[SELECTED PASSAGE]
######

For me, the format was appealing. Written as a dialogue between Christian leaders who were born decades apart, I was intrigued by inter-generational conversation and perspective. Both authors, Tony Campolo and Shane Claiborne, seem honest, genuine, and passionate about their faith.
I believe there's benefit for us when we listen to people with whom we disagree, and that's mostly where I sat on the sidelines of this book, so I was willing to keep reading even though there was little I agreed with---despite the fact that the authors themselves seemed happily in agreement about everything.
It's certainly a book of socially liberal politics couched in Scripture---that if we really believed what Jesus said, we'd abandon the "religious right wing of the Republican party." We can't possibly want less government programs, stricter control over government funding, and enforcement of immigration and still believe in Jesus. And since Jesus didn't talk about homosexuality (although it is discussed in the New Testament), best just to accept that He didn't care about it that much and we shouldn't either.
While I had an endless number of political and ideological disagreements with the writers, more importantly I question their theological premises. For one thing, I believe in the inerrancy and importance of Scripture--all Scripture. Taking clips of Jesus' dialogue out of context, saying it's more important to study His Words than that ogre of a deity, the God of the Old Testament, and assuming that if Jesus didn't talk about it than it didn't matter all essentially distort the message of the Bible as a whole. No, we absolutely can't set up Jesus as a leader who promotes radical social programs just because a few of His sound-bites can be used that way.

######

[SOURCE MATERIAL]
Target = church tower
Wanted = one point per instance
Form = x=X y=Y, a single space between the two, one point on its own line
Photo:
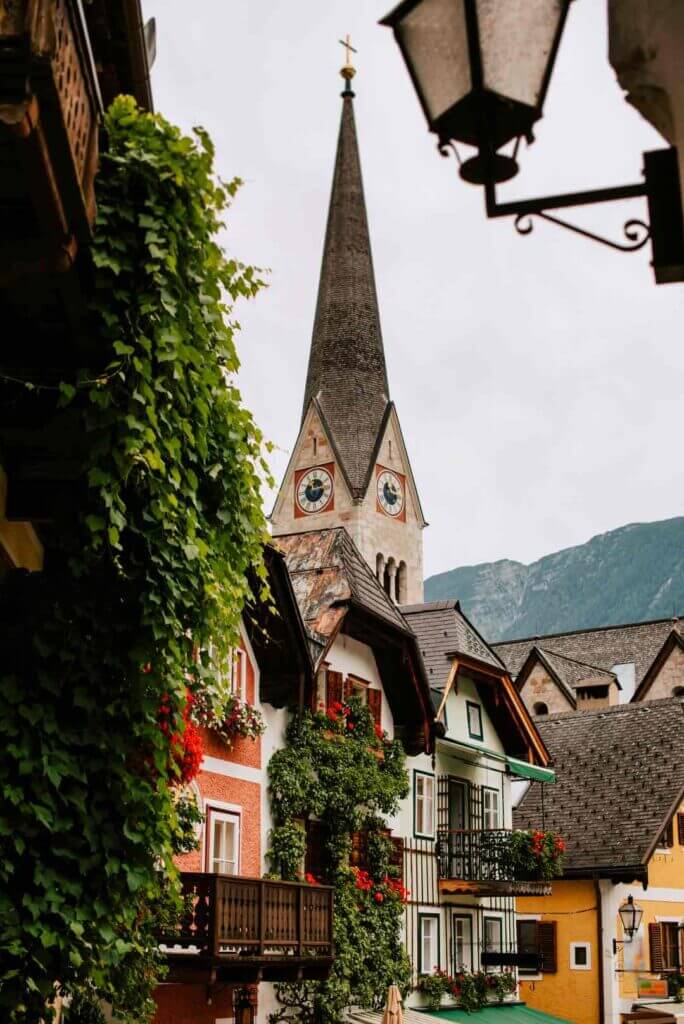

######

[WHAT THIS TASK INVOLVES] Continue the book review from its last sentence, keeping the reviewer's voice and line of argument. The listing is separate material and has no connection to the book review.

[WRITTEN RESPONSE]
It's also troubling to me how much of the religious experience as described in this book depends on outward acts. We have grace for the poor, for the mom who feels like she has to choose abortion, and the church girl turned youth-leader who comes out of the closet as a lesbian. But, where's the grace for the folks who work middle class jobs, drive their kids to school and ballet, go to church, rock babies in the nursery and sponsor a World Vision child? It seemed like these families were on the receiving end of condescension and judgment---like grace was for everyone on the outer edges of the spectrum and that it is protests on behalf of the poor, living in a commune, and giving all of our income away that define our faith or lack of it.
Finally, while I absolutely see the benefit in studying the New Testament church, it's important to remember that these initial leaders were not God Himself. They made mistakes. They had troubling problems with false-teachers, jealousy, attention-seeking, mismanagement of money, dissension, favoritism, legalism and the desire to exclude Gentiles. It's great to have small groups in our churches. Encouraging fellowship with each other is just fine.
But we absolutely cannot argue that our churches MUST follow the New Testament model in order to be Biblical. The New Testament church in Acts is more descriptive than prescriptive. In this book, Claiborne argues that it's the fact that Annanias and Sapphira withheld money from the sale of their property from the church that is their primary flaw. That's not true at all. It was utterly secondary to their sin of lying to the Holy Spirit. They could have kept their property instead of selling it, thereby not donating any of the money to the church, and they wouldn't have ended up dead at the feet of Peter. But when they faked good works and generosity in order to garner attention from church leaders and to look more holy--and when they blatantly lied to the Holy Spirit about it---they dropped to the ground.
Maybe what would have really sold this book for me is if two Christian leaders with opposing viewpoints dialoged about the 27 issues they tackled---from women in church leadership to war to the national debt, to racism, immigration, liturgy, Islam, economics and more. That would indeed have been an interesting--albeit occasionally tense-- conversation!
As it is, this book served as an opportunity for me to see the opinions of people with whom I mostly disagree and a view into why they believe what they believe. That's healthy and helpful. I believe in their passion and commitment to their perspective, while remaining unconvinced by their arguments.
I received this book free from the publisher. I was not required to write a positive review and the opinions I have expressed are my own. I am disclosing this in accordance with the Federal Trade Commission’s 16 CFR, Part 255 : “Guides Concerning the Use of Endorsements and Testimonials in Advertising.”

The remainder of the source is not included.